Your task is to write out exactly the lines from the line containing "Call locate_point to put a point on the metal" through the end of the records, inclusive at both ends.

— Raw data —
--------------------------------------------------

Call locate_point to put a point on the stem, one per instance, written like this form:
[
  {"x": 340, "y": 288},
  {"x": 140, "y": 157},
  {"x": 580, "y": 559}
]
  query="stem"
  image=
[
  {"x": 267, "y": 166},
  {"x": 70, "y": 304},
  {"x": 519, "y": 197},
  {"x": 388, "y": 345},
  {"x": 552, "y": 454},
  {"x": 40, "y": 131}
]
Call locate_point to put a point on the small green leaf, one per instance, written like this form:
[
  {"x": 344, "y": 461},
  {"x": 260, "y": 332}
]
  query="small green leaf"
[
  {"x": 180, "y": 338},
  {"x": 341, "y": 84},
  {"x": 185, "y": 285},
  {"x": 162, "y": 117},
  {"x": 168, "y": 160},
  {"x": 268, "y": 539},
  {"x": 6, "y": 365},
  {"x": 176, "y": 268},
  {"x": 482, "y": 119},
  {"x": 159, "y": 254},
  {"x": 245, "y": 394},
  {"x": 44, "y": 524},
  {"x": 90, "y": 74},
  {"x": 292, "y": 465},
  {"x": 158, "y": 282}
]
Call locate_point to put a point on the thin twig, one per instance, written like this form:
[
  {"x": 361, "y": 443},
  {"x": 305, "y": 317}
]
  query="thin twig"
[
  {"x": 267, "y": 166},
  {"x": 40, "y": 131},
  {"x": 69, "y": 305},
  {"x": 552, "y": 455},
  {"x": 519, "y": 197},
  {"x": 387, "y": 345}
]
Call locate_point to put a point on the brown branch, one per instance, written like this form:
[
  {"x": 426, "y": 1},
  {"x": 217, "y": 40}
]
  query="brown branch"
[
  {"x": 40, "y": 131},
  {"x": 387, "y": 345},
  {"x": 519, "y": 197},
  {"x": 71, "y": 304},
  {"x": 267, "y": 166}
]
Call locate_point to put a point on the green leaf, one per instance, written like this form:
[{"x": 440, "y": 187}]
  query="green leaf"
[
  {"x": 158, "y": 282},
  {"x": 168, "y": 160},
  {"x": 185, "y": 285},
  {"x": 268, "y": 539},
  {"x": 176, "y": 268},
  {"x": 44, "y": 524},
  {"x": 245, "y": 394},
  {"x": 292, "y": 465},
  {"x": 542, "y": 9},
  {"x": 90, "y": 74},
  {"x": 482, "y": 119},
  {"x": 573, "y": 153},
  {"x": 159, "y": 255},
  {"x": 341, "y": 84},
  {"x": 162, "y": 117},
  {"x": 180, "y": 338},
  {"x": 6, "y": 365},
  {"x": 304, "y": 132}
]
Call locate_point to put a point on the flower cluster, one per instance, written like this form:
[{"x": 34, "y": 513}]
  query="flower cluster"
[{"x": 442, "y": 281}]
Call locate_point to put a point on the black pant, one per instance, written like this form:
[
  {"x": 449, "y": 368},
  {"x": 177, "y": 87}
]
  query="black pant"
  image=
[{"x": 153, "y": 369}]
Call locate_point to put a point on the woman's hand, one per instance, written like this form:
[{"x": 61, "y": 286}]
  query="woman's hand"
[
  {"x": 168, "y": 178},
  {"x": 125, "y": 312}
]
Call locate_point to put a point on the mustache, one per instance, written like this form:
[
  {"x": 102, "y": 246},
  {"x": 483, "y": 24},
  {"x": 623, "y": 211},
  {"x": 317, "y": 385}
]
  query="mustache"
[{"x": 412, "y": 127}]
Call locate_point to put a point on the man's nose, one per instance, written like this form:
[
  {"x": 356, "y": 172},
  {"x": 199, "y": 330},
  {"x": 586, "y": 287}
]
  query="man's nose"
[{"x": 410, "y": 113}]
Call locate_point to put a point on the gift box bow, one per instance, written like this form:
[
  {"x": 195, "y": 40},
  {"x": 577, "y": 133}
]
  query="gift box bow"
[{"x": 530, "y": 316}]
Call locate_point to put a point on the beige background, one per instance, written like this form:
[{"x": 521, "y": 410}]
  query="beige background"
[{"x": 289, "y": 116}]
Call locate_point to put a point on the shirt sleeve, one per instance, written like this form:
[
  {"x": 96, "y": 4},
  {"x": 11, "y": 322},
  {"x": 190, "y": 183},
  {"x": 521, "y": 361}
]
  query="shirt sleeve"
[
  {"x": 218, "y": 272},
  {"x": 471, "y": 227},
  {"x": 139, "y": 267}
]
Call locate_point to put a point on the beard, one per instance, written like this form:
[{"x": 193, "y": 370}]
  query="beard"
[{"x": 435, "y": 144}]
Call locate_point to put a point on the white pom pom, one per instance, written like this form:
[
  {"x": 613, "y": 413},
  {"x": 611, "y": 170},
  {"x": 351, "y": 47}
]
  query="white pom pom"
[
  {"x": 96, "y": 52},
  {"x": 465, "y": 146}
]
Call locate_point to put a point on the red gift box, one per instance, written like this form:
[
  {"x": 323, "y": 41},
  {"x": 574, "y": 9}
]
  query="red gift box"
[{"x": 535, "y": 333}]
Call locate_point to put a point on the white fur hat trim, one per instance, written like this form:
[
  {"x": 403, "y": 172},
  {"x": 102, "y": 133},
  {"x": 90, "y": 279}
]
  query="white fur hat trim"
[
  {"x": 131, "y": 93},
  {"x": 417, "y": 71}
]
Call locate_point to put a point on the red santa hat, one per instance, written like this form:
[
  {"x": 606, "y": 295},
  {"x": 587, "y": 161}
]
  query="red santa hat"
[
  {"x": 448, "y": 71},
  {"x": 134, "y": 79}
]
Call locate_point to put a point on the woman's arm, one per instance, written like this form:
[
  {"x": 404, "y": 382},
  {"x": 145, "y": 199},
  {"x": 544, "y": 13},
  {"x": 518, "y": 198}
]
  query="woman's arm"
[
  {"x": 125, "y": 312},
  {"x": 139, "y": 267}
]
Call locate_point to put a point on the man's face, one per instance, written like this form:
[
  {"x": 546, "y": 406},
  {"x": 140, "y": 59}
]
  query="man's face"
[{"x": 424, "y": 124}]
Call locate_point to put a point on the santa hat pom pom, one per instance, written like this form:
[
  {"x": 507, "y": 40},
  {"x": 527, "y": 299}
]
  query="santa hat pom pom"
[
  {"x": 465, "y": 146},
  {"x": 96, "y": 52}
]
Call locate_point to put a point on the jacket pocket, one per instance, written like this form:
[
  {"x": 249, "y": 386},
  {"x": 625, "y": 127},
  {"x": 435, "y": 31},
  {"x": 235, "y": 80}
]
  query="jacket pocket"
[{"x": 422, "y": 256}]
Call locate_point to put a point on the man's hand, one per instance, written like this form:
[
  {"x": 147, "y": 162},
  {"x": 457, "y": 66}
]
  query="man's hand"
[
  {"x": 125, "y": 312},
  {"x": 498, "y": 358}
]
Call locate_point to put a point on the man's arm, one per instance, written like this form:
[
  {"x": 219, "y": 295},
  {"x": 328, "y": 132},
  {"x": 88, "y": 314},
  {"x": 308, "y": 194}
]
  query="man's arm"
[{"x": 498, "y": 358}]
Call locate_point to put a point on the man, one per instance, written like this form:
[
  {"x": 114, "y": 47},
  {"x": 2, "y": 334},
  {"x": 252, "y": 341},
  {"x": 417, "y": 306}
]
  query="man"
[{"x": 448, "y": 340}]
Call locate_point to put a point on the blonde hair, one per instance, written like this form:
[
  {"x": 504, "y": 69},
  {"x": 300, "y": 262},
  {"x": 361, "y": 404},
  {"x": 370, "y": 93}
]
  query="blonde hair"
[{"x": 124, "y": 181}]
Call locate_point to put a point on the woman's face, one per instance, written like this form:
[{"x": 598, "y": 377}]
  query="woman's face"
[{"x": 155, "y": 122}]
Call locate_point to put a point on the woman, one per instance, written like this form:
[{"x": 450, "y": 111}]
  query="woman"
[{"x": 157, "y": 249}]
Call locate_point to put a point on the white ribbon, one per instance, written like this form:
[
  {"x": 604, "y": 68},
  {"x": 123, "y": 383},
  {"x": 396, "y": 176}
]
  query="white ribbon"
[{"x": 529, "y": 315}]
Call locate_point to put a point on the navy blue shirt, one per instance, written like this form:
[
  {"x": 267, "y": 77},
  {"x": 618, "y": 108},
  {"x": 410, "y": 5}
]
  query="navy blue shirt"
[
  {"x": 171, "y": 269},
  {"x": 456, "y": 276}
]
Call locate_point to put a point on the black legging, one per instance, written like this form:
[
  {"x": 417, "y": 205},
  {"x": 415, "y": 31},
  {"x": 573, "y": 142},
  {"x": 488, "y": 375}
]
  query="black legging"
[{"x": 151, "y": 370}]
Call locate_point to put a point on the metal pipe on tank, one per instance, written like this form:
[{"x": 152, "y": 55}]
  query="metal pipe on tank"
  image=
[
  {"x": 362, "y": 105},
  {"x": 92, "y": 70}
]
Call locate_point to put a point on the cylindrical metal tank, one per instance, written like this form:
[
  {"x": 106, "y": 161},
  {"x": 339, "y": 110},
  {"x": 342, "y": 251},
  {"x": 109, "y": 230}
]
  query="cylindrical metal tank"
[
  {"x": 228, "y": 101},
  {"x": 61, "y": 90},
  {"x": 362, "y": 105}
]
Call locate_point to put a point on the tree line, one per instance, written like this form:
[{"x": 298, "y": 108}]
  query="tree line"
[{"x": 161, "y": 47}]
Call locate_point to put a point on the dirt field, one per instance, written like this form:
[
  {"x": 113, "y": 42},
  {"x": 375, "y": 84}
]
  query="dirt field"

--------------------------------------------------

— Result of this task —
Call locate_point to put a point on the metal pipe on tank, one per instance, written like this form:
[{"x": 152, "y": 55}]
  query="metal pipe on tank"
  image=
[
  {"x": 362, "y": 105},
  {"x": 92, "y": 70}
]
Call locate_point to put a point on the cylindrical metal tank, one per instance, written like this form:
[
  {"x": 106, "y": 161},
  {"x": 339, "y": 110},
  {"x": 342, "y": 251},
  {"x": 109, "y": 230}
]
  query="cylindrical metal tank"
[
  {"x": 228, "y": 101},
  {"x": 61, "y": 90},
  {"x": 362, "y": 105}
]
Call locate_point to put a point on the tree line, one per instance, written like this form:
[{"x": 298, "y": 108}]
  query="tree line"
[{"x": 161, "y": 47}]
Call locate_point to put a point on the dirt field, one per instance, written like this form:
[
  {"x": 113, "y": 42},
  {"x": 375, "y": 84}
]
  query="dirt field"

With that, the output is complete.